(Stored items)
════════════════════

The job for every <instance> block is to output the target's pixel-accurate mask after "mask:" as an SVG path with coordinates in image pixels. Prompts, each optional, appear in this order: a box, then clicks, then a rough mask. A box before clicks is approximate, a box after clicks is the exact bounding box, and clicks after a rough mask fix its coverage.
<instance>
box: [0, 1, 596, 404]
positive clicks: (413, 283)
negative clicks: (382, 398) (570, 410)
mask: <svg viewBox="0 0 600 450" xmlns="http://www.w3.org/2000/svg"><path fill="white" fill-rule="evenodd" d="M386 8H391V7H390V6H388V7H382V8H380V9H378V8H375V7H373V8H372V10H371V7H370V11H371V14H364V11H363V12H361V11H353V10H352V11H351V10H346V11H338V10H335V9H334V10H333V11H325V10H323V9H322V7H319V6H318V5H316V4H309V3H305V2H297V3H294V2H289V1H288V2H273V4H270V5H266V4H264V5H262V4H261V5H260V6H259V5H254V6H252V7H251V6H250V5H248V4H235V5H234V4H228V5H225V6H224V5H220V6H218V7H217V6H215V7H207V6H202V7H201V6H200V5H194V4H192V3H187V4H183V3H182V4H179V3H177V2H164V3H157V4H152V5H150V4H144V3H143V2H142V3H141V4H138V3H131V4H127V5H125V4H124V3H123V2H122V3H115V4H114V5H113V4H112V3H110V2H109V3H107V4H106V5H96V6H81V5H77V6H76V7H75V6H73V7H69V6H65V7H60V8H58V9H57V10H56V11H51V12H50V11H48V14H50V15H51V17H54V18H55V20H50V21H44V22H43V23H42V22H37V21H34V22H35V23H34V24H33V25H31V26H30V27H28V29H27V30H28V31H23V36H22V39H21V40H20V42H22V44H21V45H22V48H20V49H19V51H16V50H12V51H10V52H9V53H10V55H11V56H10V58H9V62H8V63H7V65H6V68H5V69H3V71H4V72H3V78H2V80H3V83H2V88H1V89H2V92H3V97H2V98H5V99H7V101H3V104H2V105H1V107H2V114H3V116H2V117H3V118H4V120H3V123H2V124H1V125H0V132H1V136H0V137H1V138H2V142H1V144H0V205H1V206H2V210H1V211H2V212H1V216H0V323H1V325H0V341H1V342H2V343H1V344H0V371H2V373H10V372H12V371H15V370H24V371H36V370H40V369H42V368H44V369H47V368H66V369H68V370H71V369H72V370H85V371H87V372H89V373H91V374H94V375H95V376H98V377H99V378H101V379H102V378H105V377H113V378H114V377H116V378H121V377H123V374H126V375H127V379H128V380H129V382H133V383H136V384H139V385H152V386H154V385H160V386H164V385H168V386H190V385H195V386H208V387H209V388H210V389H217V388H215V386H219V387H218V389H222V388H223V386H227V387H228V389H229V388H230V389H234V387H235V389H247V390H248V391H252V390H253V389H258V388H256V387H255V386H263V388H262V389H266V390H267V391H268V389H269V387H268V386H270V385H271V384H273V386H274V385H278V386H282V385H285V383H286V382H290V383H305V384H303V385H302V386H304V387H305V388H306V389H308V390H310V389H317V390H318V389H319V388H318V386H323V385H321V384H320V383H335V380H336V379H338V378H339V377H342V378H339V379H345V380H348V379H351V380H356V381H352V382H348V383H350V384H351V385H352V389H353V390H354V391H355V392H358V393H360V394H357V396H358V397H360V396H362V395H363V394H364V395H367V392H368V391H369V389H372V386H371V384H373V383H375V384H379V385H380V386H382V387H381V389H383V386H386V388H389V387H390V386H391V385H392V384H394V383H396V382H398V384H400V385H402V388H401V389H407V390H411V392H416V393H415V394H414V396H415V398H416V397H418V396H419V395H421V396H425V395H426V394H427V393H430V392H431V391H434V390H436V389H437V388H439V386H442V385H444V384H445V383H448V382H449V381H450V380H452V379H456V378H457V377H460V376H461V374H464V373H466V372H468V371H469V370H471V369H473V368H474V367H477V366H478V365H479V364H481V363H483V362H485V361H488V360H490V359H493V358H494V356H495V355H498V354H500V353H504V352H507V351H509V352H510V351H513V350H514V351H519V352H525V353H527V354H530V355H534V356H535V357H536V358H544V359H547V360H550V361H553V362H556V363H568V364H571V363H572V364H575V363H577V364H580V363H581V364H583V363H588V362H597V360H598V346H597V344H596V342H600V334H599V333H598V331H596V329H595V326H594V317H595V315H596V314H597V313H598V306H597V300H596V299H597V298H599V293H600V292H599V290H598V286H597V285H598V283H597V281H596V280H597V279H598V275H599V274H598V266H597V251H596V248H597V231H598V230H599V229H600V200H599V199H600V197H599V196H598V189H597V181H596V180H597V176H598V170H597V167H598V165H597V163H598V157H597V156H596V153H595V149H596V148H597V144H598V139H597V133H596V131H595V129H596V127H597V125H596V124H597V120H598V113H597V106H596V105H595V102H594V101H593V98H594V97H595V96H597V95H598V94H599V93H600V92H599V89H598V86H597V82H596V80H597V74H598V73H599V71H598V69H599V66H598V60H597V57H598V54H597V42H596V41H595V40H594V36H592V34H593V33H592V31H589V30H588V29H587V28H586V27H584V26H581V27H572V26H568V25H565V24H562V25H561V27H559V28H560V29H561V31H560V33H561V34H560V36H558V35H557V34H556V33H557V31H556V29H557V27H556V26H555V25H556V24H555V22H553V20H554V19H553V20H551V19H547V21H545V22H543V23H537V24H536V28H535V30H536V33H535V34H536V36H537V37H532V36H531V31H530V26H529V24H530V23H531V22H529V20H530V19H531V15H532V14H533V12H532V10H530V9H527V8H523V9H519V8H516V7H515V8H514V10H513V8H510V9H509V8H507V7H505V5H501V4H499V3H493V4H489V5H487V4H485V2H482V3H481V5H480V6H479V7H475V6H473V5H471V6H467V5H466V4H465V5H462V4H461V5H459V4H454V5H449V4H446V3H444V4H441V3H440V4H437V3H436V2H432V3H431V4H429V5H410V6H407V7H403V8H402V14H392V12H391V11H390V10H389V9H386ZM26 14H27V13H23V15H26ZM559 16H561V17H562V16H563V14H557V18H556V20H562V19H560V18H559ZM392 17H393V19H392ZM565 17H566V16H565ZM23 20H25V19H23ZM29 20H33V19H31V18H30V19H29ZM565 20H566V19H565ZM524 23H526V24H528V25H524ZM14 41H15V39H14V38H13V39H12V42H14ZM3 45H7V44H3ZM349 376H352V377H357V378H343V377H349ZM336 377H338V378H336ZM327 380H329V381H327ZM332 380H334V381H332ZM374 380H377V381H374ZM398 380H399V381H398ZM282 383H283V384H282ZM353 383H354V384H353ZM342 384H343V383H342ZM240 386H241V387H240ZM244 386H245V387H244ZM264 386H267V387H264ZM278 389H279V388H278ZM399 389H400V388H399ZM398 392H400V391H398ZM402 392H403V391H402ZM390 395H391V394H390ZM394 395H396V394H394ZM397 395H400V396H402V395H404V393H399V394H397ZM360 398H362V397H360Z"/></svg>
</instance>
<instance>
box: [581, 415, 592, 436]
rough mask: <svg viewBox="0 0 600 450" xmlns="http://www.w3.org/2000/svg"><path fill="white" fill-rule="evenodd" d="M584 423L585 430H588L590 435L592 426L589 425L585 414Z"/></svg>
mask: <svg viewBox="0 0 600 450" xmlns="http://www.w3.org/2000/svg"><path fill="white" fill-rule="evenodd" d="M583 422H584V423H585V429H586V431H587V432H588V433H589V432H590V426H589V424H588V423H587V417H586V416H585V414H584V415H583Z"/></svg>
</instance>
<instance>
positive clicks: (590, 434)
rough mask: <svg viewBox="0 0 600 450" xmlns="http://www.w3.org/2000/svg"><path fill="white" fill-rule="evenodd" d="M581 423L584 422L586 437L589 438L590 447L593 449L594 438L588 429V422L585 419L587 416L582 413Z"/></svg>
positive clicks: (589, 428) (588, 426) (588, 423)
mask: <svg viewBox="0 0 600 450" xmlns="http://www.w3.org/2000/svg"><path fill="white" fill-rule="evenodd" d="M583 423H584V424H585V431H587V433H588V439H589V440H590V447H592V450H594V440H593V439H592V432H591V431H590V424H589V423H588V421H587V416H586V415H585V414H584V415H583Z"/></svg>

════════════════════

• **Assignment**
Begin at the top of the records above and quote each line exactly, ending with the line that contains "positive clicks: (413, 283)".

• **Task answer**
The job for every <instance> block is to output the target's pixel-accurate mask after "mask:" as an SVG path with coordinates in image pixels. Prompts, each optional, appear in this order: a box, then clicks, then a rough mask. A box before clicks is approximate, a box after clicks is the exact bounding box, and clicks after a rough mask fix its coverage.
<instance>
box: [0, 1, 596, 404]
positive clicks: (413, 283)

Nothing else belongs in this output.